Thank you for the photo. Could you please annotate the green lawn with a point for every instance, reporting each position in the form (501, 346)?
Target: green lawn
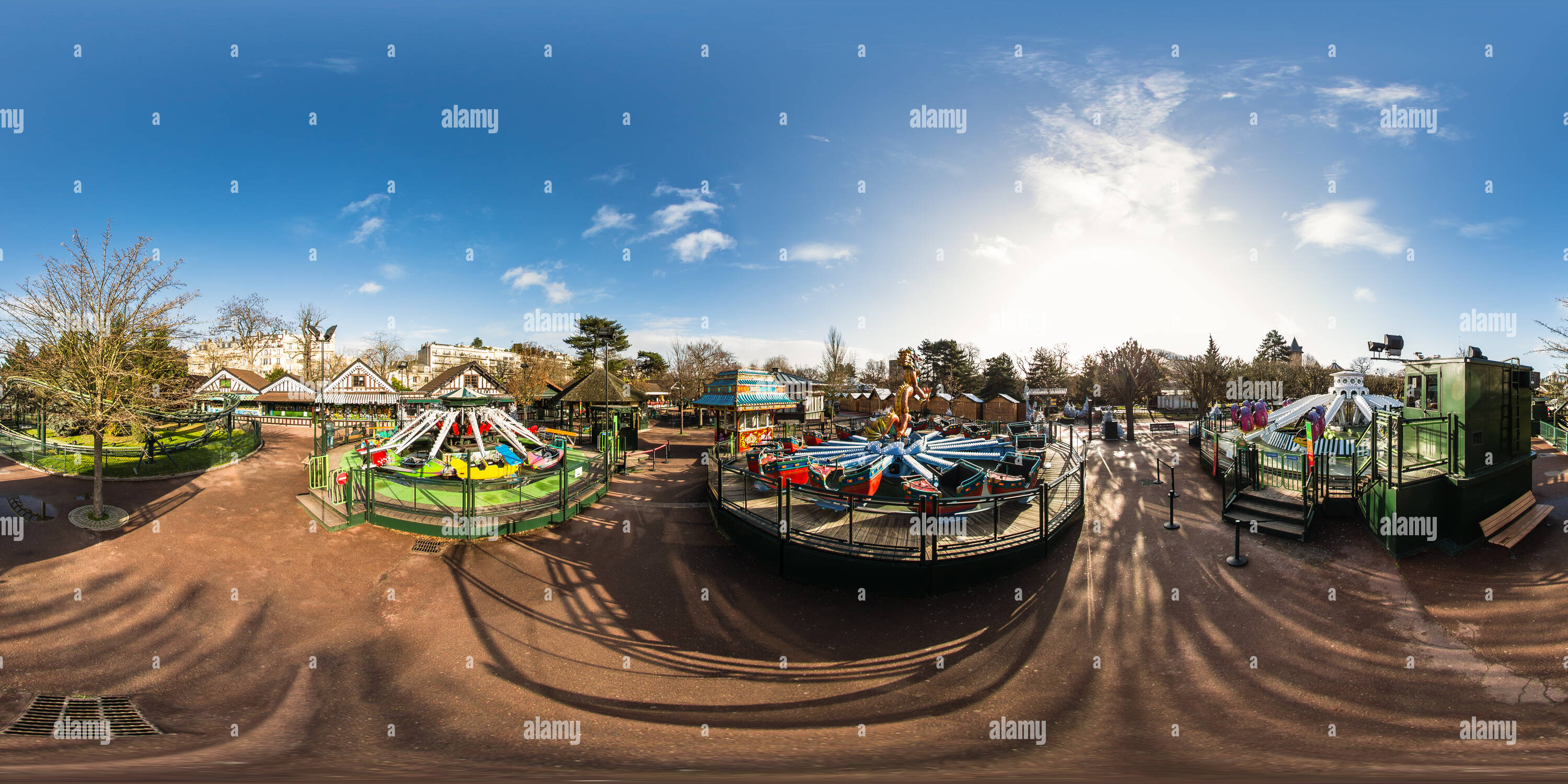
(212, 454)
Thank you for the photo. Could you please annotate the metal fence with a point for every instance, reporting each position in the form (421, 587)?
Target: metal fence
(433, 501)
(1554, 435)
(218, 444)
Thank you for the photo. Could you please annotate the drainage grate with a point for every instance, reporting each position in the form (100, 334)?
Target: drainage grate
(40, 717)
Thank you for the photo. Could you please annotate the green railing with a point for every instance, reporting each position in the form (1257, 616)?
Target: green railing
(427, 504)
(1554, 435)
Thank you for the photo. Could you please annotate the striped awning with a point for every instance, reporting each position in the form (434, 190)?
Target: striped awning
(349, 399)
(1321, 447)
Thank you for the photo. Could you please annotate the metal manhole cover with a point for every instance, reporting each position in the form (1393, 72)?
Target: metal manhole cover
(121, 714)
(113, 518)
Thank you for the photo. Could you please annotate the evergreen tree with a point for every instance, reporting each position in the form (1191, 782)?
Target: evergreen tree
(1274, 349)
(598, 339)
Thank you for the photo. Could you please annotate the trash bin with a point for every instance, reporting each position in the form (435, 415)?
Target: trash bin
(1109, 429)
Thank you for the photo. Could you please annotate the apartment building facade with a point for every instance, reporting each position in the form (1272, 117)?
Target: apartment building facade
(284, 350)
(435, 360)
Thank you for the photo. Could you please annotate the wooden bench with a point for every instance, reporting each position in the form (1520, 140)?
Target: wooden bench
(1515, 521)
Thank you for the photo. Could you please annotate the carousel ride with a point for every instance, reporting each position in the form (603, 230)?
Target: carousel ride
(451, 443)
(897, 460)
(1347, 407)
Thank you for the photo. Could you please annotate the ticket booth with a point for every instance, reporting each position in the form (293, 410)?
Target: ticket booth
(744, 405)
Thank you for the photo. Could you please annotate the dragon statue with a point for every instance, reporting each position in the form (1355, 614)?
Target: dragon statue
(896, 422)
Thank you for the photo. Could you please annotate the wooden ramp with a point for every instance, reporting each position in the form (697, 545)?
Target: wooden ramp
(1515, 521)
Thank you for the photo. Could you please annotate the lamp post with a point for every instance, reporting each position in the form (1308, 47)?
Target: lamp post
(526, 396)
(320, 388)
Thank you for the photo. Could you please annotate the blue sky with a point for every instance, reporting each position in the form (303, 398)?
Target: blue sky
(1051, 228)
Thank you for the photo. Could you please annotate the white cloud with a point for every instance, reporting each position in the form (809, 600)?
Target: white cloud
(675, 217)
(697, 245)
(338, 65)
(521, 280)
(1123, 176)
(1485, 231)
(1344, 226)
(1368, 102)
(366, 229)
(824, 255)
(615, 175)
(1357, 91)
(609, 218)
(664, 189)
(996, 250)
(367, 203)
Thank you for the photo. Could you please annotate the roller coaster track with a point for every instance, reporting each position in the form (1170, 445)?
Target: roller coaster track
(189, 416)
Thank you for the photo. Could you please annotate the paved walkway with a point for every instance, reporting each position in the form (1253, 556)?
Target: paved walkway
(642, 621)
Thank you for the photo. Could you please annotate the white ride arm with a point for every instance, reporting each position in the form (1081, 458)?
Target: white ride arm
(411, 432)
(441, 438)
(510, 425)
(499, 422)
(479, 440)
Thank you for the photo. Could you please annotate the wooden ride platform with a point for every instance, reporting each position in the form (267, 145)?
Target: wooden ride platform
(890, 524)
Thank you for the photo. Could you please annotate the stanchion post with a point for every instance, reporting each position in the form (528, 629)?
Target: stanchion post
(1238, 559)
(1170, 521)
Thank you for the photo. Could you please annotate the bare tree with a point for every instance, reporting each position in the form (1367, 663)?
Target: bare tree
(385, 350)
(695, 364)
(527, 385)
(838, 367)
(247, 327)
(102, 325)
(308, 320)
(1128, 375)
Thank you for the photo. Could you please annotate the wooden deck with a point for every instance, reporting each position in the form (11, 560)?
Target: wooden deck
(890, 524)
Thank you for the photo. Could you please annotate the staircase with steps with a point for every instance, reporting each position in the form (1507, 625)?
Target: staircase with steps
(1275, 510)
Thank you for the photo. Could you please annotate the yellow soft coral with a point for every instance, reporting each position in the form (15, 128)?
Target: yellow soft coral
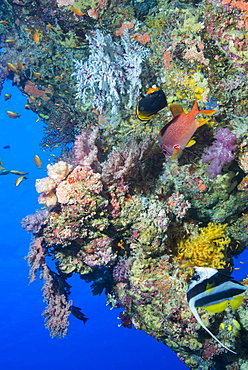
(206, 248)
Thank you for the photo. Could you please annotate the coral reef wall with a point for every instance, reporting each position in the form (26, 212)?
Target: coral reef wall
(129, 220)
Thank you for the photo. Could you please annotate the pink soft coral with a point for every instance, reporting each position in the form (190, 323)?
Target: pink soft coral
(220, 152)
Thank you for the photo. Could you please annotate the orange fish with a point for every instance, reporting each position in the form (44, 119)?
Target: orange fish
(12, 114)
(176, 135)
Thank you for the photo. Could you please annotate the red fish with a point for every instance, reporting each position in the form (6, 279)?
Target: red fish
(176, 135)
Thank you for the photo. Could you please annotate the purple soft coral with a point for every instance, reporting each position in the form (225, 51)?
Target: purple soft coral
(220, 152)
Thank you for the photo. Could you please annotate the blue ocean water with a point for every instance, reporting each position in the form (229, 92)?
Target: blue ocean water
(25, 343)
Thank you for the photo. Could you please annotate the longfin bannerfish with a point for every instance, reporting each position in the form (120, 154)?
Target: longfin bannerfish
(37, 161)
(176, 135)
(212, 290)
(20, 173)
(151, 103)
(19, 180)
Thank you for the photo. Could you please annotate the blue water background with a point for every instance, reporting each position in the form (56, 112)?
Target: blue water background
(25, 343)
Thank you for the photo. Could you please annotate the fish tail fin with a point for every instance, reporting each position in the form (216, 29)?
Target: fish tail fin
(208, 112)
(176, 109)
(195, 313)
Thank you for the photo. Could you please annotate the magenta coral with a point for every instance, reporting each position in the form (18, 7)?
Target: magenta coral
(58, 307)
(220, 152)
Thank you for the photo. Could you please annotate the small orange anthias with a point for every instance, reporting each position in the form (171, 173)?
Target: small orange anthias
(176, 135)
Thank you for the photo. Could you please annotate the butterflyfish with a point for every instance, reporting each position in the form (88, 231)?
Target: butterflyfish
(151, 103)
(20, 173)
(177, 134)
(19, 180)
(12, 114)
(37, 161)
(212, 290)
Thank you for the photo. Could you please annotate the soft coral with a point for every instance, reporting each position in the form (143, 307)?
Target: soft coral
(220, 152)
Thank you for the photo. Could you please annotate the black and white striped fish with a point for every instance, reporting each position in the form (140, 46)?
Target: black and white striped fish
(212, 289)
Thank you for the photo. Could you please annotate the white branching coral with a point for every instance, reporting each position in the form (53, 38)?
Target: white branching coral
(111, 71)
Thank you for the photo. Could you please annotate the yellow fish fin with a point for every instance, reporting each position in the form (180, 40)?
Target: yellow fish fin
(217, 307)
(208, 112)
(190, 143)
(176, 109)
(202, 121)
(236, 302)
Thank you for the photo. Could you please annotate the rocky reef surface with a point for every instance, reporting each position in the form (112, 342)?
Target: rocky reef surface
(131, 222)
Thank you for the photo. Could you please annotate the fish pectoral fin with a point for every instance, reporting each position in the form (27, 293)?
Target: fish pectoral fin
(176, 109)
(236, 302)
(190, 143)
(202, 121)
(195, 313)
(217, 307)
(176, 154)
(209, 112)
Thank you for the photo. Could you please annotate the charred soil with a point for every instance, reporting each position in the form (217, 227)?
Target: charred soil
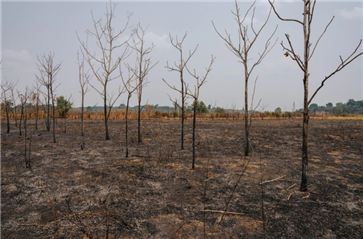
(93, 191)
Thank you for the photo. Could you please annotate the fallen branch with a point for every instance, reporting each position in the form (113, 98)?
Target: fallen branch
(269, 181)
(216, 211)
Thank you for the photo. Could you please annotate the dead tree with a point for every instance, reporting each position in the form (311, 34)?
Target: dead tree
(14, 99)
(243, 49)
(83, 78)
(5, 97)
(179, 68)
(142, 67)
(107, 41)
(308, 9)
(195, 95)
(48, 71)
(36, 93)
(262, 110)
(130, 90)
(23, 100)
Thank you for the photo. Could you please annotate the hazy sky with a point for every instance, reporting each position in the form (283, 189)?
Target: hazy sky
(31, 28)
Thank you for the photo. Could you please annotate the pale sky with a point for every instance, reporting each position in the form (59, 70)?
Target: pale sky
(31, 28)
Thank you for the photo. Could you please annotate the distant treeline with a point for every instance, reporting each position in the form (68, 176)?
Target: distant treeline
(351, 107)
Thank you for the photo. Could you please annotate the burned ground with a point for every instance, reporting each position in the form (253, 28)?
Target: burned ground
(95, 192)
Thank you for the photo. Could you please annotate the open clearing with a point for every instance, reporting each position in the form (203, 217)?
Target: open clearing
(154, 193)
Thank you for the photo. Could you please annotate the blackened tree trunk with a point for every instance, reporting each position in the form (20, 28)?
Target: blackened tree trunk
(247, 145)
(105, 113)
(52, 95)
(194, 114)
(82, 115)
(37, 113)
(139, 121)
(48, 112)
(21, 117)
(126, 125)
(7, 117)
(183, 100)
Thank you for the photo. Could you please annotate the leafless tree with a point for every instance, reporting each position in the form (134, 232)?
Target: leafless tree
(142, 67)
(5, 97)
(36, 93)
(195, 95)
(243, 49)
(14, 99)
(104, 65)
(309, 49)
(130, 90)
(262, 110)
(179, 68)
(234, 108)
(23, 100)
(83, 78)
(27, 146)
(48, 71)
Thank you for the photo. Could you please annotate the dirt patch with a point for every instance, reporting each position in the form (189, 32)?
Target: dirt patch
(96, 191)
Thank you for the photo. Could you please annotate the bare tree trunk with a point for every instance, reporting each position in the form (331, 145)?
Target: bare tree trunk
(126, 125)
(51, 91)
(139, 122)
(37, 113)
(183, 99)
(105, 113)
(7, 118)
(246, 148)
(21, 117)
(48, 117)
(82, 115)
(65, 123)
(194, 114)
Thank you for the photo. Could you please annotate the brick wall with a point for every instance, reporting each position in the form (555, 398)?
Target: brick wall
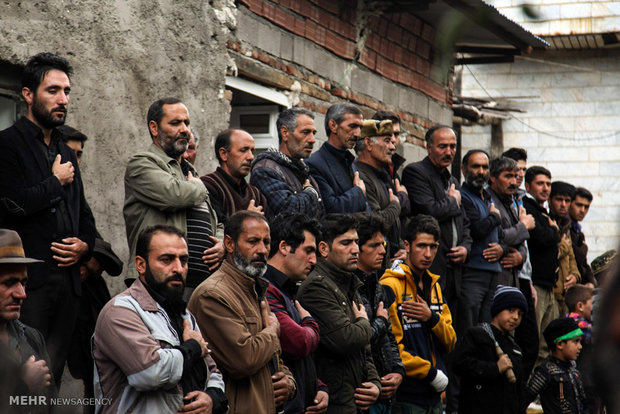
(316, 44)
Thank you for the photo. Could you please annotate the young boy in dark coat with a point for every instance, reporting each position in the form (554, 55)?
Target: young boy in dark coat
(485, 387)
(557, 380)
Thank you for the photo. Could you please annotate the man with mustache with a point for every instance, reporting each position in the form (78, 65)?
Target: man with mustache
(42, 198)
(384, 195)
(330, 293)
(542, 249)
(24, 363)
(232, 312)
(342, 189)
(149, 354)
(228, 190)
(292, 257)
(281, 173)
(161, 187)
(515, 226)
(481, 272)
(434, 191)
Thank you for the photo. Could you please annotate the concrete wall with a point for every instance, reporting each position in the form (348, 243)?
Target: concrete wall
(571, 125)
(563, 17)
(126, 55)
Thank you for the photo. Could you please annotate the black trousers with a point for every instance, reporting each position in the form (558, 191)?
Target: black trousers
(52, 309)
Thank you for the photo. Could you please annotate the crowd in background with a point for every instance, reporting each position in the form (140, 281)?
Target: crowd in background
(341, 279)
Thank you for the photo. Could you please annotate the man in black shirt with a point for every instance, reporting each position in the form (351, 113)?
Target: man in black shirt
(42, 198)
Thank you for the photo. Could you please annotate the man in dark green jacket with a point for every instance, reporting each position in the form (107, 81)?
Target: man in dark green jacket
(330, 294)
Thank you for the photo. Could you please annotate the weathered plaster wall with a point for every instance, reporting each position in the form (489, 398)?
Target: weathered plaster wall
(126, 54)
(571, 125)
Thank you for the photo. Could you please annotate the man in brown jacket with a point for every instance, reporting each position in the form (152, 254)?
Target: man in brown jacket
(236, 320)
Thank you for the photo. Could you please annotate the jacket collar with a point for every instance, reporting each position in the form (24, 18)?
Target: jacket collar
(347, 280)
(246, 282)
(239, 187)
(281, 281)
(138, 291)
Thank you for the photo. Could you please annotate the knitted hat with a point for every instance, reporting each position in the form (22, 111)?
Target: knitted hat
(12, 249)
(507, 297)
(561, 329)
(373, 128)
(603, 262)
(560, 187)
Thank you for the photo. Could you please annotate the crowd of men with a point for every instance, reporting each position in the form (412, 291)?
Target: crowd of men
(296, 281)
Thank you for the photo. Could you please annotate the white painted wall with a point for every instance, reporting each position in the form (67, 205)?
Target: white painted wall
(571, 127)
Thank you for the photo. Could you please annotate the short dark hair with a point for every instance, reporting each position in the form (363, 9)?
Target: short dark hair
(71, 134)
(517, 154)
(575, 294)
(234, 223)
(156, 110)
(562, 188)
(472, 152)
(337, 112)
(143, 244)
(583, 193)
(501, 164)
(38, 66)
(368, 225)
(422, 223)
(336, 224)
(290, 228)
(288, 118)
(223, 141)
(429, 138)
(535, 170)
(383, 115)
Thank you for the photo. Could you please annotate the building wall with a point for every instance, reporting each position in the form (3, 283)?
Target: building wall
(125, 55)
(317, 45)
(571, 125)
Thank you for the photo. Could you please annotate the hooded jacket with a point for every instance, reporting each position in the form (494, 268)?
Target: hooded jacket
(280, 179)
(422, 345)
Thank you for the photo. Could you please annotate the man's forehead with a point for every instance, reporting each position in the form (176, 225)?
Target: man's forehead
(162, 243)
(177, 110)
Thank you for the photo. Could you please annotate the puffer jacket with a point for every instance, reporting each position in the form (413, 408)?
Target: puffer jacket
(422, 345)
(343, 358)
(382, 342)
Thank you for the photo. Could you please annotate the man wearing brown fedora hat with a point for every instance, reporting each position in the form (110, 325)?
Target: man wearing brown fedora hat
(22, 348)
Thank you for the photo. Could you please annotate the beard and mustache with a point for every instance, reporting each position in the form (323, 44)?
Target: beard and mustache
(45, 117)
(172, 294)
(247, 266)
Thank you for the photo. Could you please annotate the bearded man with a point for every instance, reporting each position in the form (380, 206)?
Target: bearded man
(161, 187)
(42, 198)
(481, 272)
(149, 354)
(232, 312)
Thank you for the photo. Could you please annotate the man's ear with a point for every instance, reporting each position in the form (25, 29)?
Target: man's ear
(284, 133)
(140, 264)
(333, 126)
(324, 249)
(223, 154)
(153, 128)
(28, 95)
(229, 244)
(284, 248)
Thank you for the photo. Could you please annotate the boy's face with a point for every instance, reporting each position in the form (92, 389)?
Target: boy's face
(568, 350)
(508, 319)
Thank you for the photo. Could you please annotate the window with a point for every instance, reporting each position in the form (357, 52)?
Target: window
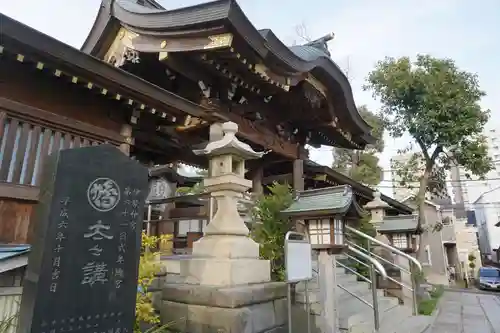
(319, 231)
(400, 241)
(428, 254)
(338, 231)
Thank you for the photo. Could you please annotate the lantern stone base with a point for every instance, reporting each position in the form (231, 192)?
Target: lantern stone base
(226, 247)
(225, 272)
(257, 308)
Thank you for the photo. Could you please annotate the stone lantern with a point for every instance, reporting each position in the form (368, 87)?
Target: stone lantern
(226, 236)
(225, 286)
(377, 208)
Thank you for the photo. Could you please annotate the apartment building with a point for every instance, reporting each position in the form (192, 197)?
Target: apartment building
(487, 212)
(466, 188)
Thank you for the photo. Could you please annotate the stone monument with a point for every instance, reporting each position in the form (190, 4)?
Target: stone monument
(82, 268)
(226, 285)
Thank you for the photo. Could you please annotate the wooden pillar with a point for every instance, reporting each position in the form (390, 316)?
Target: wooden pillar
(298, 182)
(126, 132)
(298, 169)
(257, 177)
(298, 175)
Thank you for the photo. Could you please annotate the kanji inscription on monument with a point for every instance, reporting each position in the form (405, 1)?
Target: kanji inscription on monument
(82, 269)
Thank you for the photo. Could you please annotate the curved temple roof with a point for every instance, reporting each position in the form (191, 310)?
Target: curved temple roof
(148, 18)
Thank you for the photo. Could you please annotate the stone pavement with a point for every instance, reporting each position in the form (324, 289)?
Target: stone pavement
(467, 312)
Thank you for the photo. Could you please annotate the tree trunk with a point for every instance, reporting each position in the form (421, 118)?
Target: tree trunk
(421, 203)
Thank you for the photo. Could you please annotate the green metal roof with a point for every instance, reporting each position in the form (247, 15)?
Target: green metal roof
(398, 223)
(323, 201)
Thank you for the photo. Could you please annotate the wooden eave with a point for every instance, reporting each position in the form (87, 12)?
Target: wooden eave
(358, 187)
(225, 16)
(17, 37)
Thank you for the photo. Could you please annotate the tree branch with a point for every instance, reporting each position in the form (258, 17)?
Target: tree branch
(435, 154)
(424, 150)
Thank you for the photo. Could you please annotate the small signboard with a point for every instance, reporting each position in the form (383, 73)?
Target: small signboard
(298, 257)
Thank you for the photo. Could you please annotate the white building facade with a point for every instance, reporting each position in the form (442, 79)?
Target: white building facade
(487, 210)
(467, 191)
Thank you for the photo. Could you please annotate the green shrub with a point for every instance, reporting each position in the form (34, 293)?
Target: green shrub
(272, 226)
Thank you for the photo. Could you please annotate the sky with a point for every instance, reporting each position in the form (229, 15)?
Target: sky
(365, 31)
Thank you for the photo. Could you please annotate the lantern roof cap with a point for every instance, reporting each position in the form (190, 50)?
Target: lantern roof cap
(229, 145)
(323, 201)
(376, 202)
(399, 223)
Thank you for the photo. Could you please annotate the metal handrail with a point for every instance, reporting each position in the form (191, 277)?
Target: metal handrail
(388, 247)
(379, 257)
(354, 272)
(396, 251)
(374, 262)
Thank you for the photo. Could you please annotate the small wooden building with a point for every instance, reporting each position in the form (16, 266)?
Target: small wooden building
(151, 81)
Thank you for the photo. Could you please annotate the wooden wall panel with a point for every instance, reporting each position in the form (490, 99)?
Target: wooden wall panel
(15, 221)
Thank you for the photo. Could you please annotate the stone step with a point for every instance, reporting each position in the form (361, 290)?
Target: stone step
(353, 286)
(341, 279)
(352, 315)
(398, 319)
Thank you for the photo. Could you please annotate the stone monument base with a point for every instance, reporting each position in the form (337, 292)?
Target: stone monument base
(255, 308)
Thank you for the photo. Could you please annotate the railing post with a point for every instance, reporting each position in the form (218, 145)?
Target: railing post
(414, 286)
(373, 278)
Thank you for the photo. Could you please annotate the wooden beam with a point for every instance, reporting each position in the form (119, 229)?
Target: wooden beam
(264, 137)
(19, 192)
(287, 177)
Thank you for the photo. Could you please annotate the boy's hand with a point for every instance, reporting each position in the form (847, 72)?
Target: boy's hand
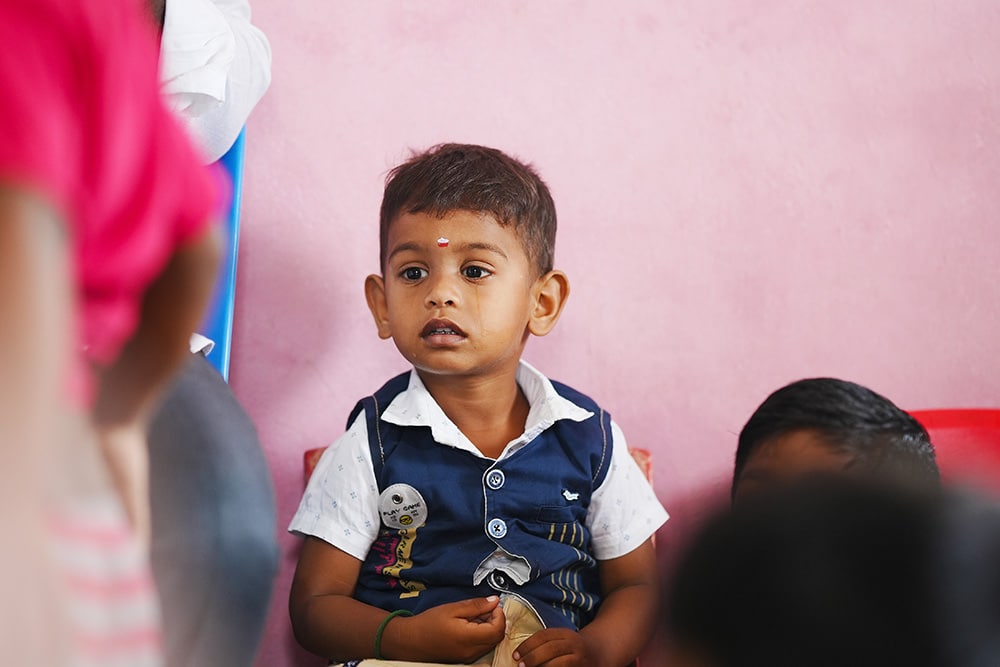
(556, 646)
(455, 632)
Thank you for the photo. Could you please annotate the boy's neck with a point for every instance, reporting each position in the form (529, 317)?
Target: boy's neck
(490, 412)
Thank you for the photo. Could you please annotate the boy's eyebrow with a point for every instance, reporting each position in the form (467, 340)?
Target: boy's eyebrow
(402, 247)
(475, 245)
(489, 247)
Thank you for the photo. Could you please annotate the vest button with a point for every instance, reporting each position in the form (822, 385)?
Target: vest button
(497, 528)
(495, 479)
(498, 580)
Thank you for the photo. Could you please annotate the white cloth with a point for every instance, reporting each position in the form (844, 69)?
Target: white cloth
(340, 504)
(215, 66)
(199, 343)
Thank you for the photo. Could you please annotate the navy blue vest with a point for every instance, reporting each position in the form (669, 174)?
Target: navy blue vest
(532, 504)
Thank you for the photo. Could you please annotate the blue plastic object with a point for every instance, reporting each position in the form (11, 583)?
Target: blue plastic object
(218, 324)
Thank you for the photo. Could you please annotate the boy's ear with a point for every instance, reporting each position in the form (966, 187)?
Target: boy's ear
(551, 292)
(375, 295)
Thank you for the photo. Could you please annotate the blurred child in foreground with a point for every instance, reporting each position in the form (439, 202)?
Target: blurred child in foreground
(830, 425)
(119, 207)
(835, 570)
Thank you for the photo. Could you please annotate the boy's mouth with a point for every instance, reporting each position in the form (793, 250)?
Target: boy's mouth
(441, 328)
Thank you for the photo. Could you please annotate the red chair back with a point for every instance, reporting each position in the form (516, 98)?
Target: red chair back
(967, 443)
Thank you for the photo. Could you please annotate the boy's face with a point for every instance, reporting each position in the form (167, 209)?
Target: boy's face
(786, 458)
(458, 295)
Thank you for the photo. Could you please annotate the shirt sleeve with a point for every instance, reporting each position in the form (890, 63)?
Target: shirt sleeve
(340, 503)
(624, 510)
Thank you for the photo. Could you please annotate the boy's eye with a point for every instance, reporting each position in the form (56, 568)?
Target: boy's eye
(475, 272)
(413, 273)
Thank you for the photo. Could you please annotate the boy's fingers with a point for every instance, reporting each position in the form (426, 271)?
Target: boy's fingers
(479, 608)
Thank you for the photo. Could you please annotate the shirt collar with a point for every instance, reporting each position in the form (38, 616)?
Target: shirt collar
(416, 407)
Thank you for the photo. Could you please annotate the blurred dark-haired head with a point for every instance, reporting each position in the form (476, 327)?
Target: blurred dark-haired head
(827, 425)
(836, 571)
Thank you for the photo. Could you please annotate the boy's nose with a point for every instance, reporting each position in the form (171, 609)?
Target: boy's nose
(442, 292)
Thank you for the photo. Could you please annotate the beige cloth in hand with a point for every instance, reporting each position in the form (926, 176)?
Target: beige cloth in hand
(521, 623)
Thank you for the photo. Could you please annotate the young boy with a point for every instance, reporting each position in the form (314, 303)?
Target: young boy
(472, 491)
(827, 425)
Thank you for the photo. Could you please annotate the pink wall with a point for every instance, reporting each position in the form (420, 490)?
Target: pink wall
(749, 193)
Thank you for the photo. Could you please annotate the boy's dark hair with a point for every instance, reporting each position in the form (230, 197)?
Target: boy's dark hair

#####

**WHAT IS REQUIRED**
Repeat precisely the lines of the data starting at the one containing "form (314, 303)?", last line included.

**RESULT FOR THIS EXERCISE**
Thank you for the photo. Could you please annotate the young boy with a point for every instance, reporting each position in the form (314, 303)?
Target: young boy
(472, 491)
(827, 425)
Thank you for the photo. Could you please annotate the pink wall with a point for every instance, reporting each position in the form (420, 490)?
Target: pink wall
(749, 193)
Thank you for the photo. Could you please annotate the boy's dark hair with a point for every instance, reporting each position in the form (230, 197)?
Target: boy's dark hair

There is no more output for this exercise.